** Text follows **

First Lady of Panama
- In role June 11, 1990 – September 1, 1994
- Preceded by: Mariela de Delvalle
- Succeeded by: Dora Boyd de Perez Balladares

Personal details
- Born: May 16, 1967 (age 59)
- Spouse(s): Guillermo Endara (m. 1990–2009)

= Ana Mae Díaz =

Wife of Guillermo Endara

Ana Mae Diaz de Endara (born May 16, 1967) was the First Lady of Panama from 1990-1994.

==Relationship with Endara==
A Panamanian of Chinese origin, Diaz met future president Guillermo Endara in September 1989, while he was on hunger strike to protest the autocratic military rule of Manuel Noriega. Diaz was a law student at the time. The former First Lady-designate, Marcela Endara, Guillermo's wife of 28 years, had died in June of a heart attack while Endara was hospitalized due to a beating by Noriega's forces. International observers had reported Endara to be the clear leader in the May presidential election, and — although he had earlier showed discomfort with US patronage — during the US invasion of Panama in December, he was sworn in as president from the safety of a US military base in the Canal Zone.

Panamanian newspapers began to publish photographs of Diaz and Endara together in January 1990, and Endara told press the pair were "going out".

==First Lady of Panama==
The pair married on June 11, 1990, within 9 months of having first met, in a wedding attended by the ambassadors of various nations. Endara was reportedly so happy in the marriage that he would even be described as allegedly leaving cabinet meetings for a "quick cuddle".

** End of Text **
** Data shown follows **

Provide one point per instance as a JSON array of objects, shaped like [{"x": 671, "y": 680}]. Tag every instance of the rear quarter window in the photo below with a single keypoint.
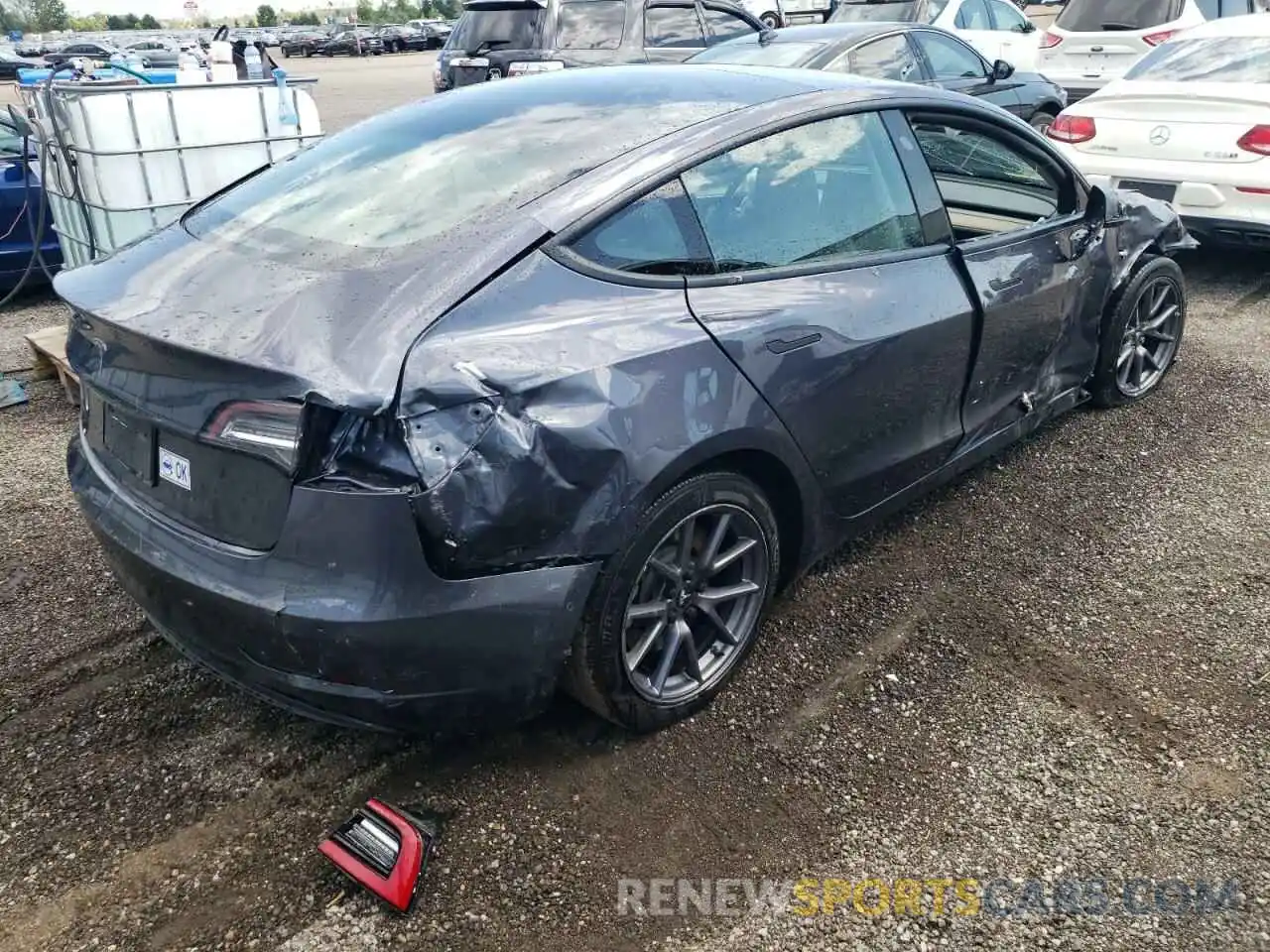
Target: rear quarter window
[
  {"x": 592, "y": 24},
  {"x": 1209, "y": 60},
  {"x": 1101, "y": 16}
]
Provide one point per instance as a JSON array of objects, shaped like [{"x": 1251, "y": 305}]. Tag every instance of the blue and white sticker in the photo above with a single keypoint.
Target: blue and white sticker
[{"x": 175, "y": 468}]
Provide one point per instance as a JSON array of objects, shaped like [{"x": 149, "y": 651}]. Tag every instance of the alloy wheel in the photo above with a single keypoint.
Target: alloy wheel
[
  {"x": 695, "y": 604},
  {"x": 1150, "y": 339}
]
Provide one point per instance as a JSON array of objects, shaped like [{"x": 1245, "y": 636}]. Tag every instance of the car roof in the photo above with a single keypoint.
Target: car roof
[
  {"x": 1251, "y": 24},
  {"x": 833, "y": 32}
]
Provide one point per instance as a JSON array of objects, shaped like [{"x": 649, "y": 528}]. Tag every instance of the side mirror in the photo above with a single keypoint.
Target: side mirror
[{"x": 1096, "y": 206}]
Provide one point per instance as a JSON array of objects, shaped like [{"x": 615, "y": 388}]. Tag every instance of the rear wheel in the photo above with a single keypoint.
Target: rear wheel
[
  {"x": 1142, "y": 338},
  {"x": 679, "y": 608}
]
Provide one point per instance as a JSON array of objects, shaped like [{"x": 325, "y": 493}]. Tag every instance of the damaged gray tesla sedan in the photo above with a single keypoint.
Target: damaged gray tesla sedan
[{"x": 558, "y": 381}]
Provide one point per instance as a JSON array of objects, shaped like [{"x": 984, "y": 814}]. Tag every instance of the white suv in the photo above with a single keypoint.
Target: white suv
[{"x": 1093, "y": 42}]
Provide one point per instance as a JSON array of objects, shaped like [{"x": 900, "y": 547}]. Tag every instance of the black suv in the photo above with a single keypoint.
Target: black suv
[{"x": 503, "y": 39}]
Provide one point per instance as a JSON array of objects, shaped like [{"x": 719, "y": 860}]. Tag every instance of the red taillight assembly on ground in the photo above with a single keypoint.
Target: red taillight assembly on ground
[
  {"x": 1256, "y": 140},
  {"x": 1072, "y": 128},
  {"x": 264, "y": 428},
  {"x": 382, "y": 848}
]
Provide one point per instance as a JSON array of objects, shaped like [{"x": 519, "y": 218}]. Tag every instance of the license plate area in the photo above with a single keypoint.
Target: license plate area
[
  {"x": 130, "y": 440},
  {"x": 1164, "y": 190}
]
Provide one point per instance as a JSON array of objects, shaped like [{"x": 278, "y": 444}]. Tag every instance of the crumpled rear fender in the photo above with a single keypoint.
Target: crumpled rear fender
[{"x": 550, "y": 408}]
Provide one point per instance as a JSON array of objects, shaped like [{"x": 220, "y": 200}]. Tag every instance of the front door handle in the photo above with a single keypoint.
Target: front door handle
[{"x": 778, "y": 345}]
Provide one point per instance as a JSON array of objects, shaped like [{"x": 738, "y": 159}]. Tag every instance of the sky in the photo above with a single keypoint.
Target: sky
[{"x": 173, "y": 9}]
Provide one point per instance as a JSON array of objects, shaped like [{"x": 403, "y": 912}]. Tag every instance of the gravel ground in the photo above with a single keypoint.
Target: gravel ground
[{"x": 1056, "y": 667}]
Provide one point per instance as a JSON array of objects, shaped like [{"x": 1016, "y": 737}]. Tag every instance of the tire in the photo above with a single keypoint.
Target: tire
[
  {"x": 1040, "y": 121},
  {"x": 1138, "y": 321},
  {"x": 599, "y": 671}
]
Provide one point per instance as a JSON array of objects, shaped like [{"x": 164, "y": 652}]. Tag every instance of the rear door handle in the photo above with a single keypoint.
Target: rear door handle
[{"x": 1000, "y": 285}]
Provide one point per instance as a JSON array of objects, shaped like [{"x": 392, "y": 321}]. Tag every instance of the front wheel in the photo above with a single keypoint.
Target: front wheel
[
  {"x": 677, "y": 610},
  {"x": 1142, "y": 336}
]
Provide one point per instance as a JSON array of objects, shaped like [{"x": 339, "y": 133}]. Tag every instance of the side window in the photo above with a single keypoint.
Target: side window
[
  {"x": 889, "y": 58},
  {"x": 973, "y": 16},
  {"x": 1007, "y": 17},
  {"x": 722, "y": 24},
  {"x": 672, "y": 26},
  {"x": 824, "y": 190},
  {"x": 590, "y": 24},
  {"x": 657, "y": 234},
  {"x": 949, "y": 58},
  {"x": 988, "y": 185}
]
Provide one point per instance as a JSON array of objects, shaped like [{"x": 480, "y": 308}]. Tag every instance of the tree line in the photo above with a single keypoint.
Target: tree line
[{"x": 46, "y": 16}]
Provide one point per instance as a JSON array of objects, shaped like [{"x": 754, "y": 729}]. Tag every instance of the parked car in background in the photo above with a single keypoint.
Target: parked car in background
[
  {"x": 1092, "y": 42},
  {"x": 730, "y": 317},
  {"x": 163, "y": 55},
  {"x": 10, "y": 62},
  {"x": 398, "y": 40},
  {"x": 1188, "y": 123},
  {"x": 996, "y": 28},
  {"x": 99, "y": 53},
  {"x": 506, "y": 39},
  {"x": 906, "y": 53},
  {"x": 304, "y": 44},
  {"x": 353, "y": 42}
]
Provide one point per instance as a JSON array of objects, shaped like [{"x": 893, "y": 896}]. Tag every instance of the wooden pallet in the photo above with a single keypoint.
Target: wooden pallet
[{"x": 49, "y": 345}]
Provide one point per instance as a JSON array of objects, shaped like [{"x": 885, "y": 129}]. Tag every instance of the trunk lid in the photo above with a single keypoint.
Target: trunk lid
[
  {"x": 1174, "y": 122},
  {"x": 167, "y": 331}
]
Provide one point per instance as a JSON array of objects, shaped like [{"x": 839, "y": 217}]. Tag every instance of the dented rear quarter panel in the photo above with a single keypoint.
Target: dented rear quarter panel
[{"x": 603, "y": 397}]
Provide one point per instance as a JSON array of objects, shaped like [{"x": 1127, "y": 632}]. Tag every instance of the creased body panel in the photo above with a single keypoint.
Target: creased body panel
[{"x": 597, "y": 394}]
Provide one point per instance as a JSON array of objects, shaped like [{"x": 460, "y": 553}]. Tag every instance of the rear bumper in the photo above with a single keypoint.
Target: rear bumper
[
  {"x": 1228, "y": 231},
  {"x": 343, "y": 620},
  {"x": 1207, "y": 198}
]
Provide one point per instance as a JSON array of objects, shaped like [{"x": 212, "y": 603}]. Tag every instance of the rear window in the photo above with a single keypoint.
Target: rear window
[
  {"x": 1102, "y": 16},
  {"x": 405, "y": 179},
  {"x": 1211, "y": 60},
  {"x": 513, "y": 27},
  {"x": 592, "y": 24},
  {"x": 903, "y": 12},
  {"x": 754, "y": 54}
]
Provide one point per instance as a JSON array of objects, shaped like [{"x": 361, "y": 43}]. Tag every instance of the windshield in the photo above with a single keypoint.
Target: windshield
[
  {"x": 1101, "y": 16},
  {"x": 515, "y": 27},
  {"x": 748, "y": 50},
  {"x": 1213, "y": 60},
  {"x": 901, "y": 12},
  {"x": 405, "y": 179}
]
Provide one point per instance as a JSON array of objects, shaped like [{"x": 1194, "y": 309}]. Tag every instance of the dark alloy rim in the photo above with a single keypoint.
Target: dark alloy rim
[
  {"x": 1150, "y": 338},
  {"x": 695, "y": 604}
]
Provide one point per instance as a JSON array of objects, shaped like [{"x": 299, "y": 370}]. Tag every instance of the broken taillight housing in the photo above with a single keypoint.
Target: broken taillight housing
[
  {"x": 1072, "y": 128},
  {"x": 1256, "y": 140},
  {"x": 382, "y": 848},
  {"x": 264, "y": 428}
]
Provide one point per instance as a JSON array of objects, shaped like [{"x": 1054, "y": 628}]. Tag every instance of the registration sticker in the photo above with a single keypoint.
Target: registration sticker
[{"x": 175, "y": 468}]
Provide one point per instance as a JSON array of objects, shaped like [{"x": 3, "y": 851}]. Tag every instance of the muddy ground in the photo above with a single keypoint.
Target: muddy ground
[{"x": 1058, "y": 666}]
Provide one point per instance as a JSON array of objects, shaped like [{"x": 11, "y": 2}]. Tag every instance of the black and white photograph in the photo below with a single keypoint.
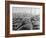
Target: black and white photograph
[{"x": 25, "y": 18}]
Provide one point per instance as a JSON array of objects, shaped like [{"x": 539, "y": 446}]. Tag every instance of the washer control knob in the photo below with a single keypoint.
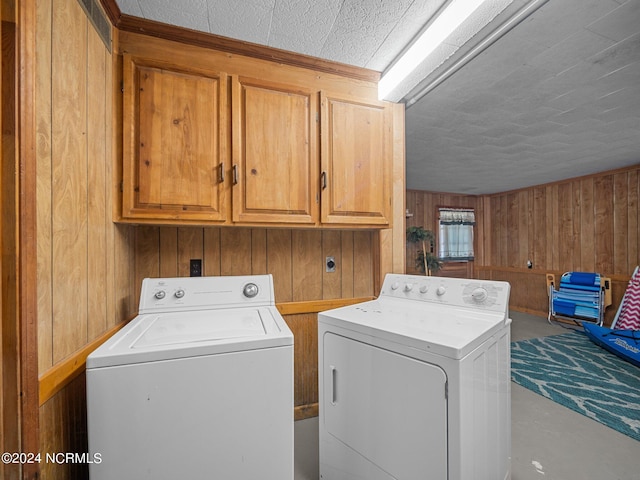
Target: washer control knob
[
  {"x": 479, "y": 295},
  {"x": 250, "y": 290}
]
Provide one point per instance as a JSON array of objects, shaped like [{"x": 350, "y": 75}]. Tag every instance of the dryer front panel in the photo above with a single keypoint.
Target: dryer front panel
[{"x": 388, "y": 408}]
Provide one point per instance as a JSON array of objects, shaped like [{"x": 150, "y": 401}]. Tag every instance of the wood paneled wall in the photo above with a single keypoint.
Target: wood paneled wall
[
  {"x": 84, "y": 280},
  {"x": 583, "y": 224},
  {"x": 84, "y": 286},
  {"x": 9, "y": 323},
  {"x": 295, "y": 258},
  {"x": 587, "y": 224},
  {"x": 590, "y": 223}
]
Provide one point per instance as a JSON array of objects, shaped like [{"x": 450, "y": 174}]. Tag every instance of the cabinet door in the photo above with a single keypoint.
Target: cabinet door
[
  {"x": 356, "y": 159},
  {"x": 174, "y": 142},
  {"x": 275, "y": 157}
]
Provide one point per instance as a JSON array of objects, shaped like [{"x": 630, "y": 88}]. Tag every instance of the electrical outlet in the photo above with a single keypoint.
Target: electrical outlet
[
  {"x": 195, "y": 267},
  {"x": 331, "y": 264}
]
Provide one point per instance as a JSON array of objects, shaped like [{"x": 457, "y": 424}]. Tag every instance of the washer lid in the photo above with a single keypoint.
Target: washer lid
[
  {"x": 176, "y": 328},
  {"x": 168, "y": 336},
  {"x": 446, "y": 330}
]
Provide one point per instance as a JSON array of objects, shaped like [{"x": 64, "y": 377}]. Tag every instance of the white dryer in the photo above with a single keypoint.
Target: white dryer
[
  {"x": 198, "y": 385},
  {"x": 416, "y": 384}
]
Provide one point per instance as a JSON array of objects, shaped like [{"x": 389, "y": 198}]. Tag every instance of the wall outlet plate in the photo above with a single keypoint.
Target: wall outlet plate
[
  {"x": 330, "y": 264},
  {"x": 195, "y": 267}
]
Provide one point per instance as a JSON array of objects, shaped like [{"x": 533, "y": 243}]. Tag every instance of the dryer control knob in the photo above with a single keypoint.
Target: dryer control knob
[
  {"x": 479, "y": 295},
  {"x": 250, "y": 290}
]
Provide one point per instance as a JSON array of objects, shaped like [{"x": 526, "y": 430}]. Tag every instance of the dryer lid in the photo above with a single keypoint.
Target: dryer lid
[{"x": 439, "y": 329}]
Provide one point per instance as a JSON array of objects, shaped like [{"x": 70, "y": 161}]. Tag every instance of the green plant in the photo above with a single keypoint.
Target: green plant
[{"x": 426, "y": 261}]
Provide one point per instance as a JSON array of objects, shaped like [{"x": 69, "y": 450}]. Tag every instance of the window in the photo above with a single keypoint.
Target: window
[{"x": 455, "y": 234}]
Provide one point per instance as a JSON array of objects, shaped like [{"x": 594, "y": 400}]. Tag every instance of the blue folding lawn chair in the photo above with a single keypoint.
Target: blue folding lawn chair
[{"x": 579, "y": 298}]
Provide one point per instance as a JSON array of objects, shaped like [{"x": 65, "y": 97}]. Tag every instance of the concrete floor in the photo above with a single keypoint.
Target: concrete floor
[{"x": 549, "y": 441}]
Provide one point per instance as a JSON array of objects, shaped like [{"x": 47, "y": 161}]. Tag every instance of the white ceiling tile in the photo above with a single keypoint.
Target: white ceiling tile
[
  {"x": 244, "y": 20},
  {"x": 130, "y": 7},
  {"x": 303, "y": 26},
  {"x": 620, "y": 23},
  {"x": 361, "y": 27},
  {"x": 410, "y": 25},
  {"x": 190, "y": 14}
]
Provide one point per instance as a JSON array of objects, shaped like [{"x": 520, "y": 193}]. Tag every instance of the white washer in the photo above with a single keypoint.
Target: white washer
[
  {"x": 198, "y": 385},
  {"x": 416, "y": 384}
]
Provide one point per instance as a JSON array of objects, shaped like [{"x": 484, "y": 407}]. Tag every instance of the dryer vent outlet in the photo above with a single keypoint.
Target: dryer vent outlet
[{"x": 195, "y": 267}]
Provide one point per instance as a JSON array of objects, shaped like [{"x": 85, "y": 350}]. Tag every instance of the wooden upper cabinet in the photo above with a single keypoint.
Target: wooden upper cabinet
[
  {"x": 356, "y": 161},
  {"x": 275, "y": 152},
  {"x": 175, "y": 142}
]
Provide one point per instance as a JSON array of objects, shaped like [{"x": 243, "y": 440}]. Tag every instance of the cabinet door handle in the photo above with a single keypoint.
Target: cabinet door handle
[{"x": 235, "y": 174}]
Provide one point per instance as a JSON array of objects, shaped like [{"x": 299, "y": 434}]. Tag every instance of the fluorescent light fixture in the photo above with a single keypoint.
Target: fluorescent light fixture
[{"x": 444, "y": 25}]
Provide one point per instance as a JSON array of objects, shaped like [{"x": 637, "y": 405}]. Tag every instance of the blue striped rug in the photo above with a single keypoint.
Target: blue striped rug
[{"x": 572, "y": 371}]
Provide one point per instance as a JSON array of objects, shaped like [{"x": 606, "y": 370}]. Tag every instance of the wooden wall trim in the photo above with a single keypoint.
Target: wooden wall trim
[
  {"x": 151, "y": 28},
  {"x": 306, "y": 411},
  {"x": 61, "y": 374},
  {"x": 558, "y": 273},
  {"x": 27, "y": 239},
  {"x": 315, "y": 306}
]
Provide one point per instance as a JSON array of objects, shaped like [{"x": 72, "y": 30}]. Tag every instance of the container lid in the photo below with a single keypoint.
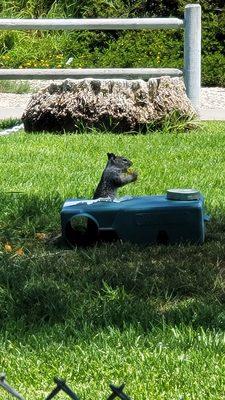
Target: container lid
[{"x": 183, "y": 194}]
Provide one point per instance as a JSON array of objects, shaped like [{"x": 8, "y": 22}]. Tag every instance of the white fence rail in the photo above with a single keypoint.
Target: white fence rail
[{"x": 192, "y": 48}]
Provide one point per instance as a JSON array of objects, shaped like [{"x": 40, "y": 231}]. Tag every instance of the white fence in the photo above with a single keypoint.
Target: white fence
[{"x": 192, "y": 48}]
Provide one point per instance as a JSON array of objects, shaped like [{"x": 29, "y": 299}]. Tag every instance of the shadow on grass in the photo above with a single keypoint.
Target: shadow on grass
[{"x": 108, "y": 284}]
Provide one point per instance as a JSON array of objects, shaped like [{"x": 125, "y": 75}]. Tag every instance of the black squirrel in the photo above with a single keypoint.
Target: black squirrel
[{"x": 115, "y": 175}]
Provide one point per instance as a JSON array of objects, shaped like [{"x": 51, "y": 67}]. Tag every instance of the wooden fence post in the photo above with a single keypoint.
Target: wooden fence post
[{"x": 192, "y": 52}]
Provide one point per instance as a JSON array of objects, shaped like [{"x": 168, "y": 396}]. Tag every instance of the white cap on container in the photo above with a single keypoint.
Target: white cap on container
[{"x": 183, "y": 194}]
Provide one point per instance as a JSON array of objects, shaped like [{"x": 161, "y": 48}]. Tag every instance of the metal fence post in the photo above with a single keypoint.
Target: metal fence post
[{"x": 192, "y": 52}]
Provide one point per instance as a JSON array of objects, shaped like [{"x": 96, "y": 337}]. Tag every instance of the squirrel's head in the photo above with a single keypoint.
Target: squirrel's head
[{"x": 119, "y": 161}]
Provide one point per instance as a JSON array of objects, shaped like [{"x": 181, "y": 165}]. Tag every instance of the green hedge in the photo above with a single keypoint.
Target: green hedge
[{"x": 112, "y": 48}]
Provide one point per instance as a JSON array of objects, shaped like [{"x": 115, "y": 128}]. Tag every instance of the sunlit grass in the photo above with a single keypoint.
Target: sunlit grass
[{"x": 151, "y": 317}]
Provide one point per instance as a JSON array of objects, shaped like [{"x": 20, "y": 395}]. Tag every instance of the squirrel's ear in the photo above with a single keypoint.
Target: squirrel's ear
[{"x": 111, "y": 156}]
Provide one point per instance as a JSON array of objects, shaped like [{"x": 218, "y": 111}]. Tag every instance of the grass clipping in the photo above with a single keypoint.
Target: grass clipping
[{"x": 116, "y": 105}]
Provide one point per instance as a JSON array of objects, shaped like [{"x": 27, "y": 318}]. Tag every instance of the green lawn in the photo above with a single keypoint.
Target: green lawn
[{"x": 151, "y": 317}]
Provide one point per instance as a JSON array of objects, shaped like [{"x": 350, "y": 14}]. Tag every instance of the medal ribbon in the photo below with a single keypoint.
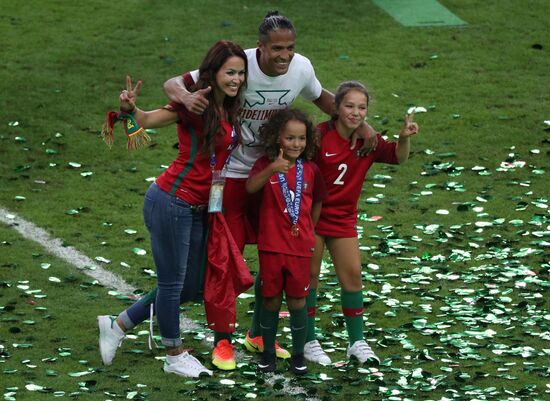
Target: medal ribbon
[{"x": 293, "y": 208}]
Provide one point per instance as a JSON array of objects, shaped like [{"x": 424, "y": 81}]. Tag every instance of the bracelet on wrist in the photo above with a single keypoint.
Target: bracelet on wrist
[{"x": 132, "y": 111}]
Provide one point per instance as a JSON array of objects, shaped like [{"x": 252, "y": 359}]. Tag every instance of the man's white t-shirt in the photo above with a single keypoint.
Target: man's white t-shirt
[{"x": 263, "y": 96}]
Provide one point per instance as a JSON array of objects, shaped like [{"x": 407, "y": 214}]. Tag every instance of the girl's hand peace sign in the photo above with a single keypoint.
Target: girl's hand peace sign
[
  {"x": 128, "y": 96},
  {"x": 410, "y": 127}
]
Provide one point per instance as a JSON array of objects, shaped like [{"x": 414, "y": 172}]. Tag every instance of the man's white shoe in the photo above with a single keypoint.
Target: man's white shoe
[
  {"x": 361, "y": 350},
  {"x": 314, "y": 353},
  {"x": 186, "y": 365},
  {"x": 110, "y": 338}
]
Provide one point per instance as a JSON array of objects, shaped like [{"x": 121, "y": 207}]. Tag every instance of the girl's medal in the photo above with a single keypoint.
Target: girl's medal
[{"x": 293, "y": 207}]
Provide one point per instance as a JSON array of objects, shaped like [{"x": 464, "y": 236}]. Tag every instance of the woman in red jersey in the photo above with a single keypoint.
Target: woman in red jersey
[
  {"x": 344, "y": 172},
  {"x": 176, "y": 204}
]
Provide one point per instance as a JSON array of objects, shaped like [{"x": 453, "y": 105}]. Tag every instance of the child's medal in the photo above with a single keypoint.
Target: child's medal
[
  {"x": 293, "y": 207},
  {"x": 215, "y": 201}
]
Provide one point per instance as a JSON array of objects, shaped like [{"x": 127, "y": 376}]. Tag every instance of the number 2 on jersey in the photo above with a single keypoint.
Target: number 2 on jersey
[{"x": 343, "y": 168}]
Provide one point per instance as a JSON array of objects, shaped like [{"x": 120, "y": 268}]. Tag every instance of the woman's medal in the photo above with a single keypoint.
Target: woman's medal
[{"x": 293, "y": 206}]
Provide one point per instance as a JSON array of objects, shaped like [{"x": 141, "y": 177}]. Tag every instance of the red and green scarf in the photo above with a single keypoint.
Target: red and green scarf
[{"x": 137, "y": 136}]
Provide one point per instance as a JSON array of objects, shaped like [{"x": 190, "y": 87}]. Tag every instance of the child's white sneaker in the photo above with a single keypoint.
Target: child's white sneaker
[
  {"x": 110, "y": 338},
  {"x": 187, "y": 366}
]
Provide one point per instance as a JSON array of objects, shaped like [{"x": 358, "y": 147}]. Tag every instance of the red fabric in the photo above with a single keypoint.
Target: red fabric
[
  {"x": 227, "y": 276},
  {"x": 344, "y": 174},
  {"x": 241, "y": 211}
]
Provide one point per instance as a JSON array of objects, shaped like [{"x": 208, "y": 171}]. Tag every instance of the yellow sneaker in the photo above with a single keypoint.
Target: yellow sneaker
[
  {"x": 256, "y": 344},
  {"x": 223, "y": 356}
]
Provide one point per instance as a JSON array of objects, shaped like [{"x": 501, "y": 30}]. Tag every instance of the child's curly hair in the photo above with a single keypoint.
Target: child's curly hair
[{"x": 271, "y": 130}]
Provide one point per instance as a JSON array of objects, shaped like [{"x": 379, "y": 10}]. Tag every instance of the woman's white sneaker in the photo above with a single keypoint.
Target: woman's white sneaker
[
  {"x": 314, "y": 353},
  {"x": 361, "y": 350},
  {"x": 110, "y": 338},
  {"x": 187, "y": 366}
]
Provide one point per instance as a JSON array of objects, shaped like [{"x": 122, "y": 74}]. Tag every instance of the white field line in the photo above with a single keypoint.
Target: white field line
[{"x": 86, "y": 265}]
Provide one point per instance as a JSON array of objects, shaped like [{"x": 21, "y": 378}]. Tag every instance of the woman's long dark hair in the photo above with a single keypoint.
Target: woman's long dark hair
[{"x": 217, "y": 55}]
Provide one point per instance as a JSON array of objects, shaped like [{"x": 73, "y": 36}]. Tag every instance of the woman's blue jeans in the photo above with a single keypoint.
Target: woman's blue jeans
[{"x": 178, "y": 236}]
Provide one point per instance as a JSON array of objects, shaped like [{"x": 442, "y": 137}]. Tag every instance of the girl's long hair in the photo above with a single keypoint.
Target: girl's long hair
[
  {"x": 342, "y": 90},
  {"x": 217, "y": 55},
  {"x": 271, "y": 131}
]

** End of Data shown **

Directions:
[1] In the article on Ana Mae Díaz, why was Guillermo Endara on hunger strike when he first met Díaz in September 1989?
[2] Continue the article on Ana Mae Díaz from its final sentence.

Answers in order:
[1] Endara was on hunger strike to protest the autocratic military rule of Manuel Noriega.

[2]
Due in part to the couple's difference in ages and weights—Endara was in his mid-fifties, already a grandfather, and — despite his hunger strike — known for his weight; Ana Mae Díaz was 23—the marriage received widespread coverage and mockery in the Panamanian press, including a new nickname for Endara, El Gordo Feliz ("Happy Fatty").

In 1991, Diaz slapped a journalist for asking about her criticisms of El Salvadoran president Alfredo Christiani and Panamanian justice minister Arias Calderón. A year later, she won $125,000 in the national lottery and indicated that she intended to keep the money rather than donating it; the incident was cited as an example of the Endara's administration's lack of concern for the poor. In 1994, she was accused of reselling food that had been donated by Italy on the streets of Panama City, one of a number of financial scandals to strike the administration.

==Later life==
Endara ran for president again in 2004 and in 2009, placing second and a distant third, respectively. On September 28, 2009, he died at age 73 at his home in Panama City, of a heart attack.